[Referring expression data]
#####

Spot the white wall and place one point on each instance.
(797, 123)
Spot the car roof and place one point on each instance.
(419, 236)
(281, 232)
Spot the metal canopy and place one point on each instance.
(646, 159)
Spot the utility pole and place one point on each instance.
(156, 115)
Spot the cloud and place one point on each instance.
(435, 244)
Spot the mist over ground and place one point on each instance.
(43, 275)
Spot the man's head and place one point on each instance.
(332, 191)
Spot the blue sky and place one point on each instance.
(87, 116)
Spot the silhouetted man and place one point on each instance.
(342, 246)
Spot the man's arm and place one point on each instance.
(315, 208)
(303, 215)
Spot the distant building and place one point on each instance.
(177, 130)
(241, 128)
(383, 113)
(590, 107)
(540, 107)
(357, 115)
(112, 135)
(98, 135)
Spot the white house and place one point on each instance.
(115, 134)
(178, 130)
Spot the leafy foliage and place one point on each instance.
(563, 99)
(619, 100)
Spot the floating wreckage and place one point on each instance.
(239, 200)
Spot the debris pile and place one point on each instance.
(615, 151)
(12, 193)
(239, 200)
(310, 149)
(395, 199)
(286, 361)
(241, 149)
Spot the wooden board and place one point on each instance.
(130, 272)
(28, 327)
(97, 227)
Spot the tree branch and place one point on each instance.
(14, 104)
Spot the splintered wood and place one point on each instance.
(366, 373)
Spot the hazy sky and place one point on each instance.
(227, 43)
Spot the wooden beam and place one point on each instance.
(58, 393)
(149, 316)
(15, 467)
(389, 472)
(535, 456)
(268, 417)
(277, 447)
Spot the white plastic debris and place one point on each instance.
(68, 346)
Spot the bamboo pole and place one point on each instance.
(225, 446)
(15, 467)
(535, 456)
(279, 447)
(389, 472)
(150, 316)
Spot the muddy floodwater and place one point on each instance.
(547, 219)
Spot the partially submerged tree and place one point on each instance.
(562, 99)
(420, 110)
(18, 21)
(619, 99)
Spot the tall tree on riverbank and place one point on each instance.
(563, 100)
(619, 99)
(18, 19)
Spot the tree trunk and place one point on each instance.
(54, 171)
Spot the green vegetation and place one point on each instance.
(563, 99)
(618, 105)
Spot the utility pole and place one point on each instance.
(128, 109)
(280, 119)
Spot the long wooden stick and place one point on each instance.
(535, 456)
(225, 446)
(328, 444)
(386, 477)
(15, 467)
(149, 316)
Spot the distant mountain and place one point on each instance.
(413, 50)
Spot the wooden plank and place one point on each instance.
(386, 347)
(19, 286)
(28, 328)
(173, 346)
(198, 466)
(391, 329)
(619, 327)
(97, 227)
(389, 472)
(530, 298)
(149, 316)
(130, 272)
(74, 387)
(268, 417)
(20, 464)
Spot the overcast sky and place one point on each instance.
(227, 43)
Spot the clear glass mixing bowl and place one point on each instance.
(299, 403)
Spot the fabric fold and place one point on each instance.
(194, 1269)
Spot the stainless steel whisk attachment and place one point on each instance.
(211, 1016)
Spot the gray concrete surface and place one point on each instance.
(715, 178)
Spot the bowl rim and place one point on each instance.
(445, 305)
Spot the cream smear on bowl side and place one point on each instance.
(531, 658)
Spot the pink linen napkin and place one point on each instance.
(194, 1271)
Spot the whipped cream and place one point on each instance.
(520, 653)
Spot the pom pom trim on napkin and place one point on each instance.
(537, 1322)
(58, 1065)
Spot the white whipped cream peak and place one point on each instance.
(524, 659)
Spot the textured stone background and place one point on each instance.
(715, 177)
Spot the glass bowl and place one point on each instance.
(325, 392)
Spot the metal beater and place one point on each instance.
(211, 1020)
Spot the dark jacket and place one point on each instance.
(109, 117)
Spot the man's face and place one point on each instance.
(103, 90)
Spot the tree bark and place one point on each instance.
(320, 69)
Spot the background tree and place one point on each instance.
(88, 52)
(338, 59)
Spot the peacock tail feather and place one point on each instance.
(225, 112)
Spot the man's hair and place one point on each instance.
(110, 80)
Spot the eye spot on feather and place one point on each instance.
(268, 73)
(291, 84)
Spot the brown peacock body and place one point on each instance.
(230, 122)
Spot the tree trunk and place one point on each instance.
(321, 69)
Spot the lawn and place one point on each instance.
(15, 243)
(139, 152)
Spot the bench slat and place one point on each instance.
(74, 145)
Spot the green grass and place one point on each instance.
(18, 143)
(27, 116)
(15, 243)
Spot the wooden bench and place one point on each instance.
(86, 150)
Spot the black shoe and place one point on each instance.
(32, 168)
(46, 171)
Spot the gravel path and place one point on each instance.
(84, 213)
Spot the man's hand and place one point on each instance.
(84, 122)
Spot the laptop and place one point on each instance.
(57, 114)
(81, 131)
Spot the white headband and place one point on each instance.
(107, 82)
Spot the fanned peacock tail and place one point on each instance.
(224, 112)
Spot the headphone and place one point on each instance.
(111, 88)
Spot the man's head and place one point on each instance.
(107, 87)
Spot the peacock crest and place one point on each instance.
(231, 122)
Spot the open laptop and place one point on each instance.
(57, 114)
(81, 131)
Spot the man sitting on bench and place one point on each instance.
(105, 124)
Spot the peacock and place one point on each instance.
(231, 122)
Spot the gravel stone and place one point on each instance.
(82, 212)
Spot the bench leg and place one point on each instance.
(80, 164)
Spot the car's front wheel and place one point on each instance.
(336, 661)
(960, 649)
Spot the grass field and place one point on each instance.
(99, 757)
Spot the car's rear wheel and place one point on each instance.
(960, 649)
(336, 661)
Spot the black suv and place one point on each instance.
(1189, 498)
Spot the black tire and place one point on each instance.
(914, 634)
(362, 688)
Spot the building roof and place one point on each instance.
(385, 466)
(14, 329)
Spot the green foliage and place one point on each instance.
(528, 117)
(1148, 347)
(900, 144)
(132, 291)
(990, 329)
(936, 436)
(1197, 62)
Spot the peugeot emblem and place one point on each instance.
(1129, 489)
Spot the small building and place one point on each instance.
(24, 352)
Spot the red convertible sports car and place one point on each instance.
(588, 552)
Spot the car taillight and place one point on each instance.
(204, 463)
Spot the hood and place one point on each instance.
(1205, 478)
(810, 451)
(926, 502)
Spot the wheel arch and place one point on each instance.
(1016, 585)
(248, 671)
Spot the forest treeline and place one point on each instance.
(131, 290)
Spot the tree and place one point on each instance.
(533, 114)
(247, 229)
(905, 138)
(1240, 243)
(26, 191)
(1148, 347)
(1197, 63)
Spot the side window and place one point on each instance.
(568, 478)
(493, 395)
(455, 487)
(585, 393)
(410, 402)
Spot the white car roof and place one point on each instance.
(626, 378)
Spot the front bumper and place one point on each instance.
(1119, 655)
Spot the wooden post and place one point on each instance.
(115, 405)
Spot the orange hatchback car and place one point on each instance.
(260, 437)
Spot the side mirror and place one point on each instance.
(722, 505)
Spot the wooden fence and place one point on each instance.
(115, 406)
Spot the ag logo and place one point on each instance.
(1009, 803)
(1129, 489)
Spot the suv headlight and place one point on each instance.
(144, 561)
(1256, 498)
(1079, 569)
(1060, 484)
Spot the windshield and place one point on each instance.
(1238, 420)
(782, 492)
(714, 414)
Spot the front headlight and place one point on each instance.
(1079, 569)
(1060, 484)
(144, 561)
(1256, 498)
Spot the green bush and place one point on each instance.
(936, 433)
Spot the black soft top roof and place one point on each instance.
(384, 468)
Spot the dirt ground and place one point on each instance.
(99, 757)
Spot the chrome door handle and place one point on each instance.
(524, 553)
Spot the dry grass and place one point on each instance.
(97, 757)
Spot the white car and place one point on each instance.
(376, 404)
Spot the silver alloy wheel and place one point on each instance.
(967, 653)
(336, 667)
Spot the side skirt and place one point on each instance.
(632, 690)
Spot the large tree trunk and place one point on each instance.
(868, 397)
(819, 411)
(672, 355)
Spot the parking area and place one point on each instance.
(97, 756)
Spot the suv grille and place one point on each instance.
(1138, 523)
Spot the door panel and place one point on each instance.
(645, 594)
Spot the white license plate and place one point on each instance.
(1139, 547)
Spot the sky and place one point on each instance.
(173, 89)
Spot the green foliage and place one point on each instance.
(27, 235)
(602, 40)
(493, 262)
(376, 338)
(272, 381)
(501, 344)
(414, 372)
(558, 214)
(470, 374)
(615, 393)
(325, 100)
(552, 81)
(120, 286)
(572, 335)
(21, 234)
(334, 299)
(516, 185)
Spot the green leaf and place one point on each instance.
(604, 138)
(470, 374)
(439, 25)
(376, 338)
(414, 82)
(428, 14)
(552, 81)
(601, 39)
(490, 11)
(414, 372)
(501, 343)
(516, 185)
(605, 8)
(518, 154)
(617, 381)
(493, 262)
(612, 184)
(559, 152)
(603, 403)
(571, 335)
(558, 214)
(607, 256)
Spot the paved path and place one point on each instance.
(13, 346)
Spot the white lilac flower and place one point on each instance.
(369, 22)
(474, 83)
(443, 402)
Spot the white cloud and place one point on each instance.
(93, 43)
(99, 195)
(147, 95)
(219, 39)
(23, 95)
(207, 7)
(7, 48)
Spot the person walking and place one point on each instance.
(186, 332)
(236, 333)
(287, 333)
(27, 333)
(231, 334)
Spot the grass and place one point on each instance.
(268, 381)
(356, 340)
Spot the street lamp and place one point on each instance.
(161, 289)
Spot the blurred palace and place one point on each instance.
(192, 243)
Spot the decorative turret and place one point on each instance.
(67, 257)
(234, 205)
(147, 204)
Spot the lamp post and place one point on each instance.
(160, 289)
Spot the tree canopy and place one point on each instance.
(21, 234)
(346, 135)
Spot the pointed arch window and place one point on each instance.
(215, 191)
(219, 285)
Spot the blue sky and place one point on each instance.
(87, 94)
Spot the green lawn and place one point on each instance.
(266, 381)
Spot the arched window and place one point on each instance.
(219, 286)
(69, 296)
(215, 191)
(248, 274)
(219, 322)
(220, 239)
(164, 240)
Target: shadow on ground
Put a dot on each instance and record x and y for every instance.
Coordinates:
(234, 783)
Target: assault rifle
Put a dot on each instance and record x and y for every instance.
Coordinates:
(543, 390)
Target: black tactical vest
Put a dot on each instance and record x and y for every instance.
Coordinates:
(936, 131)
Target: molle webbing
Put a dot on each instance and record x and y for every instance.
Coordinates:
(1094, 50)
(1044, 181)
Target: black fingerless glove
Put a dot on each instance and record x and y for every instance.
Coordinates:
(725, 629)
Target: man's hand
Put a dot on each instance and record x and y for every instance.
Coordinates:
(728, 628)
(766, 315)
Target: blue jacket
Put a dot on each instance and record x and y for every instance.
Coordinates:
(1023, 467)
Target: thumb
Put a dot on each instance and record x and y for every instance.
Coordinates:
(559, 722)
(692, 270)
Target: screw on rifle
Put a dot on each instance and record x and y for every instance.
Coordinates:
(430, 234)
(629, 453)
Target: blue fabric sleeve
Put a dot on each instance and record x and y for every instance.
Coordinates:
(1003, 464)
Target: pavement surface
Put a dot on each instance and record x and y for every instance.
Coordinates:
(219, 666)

#####

● WHAT IS BEING ASKED: The lines you return should be those above that contain the word "Target", every one of them.

● EXERCISE SOLUTION:
Target: shadow on ground
Target: assault rifle
Target: black tactical vest
Target: molle webbing
Target: black fingerless glove
Target: man's hand
Target: blue jacket
Target: thumb
Target: screw on rifle
Target: blue fabric sleeve
Target: pavement surface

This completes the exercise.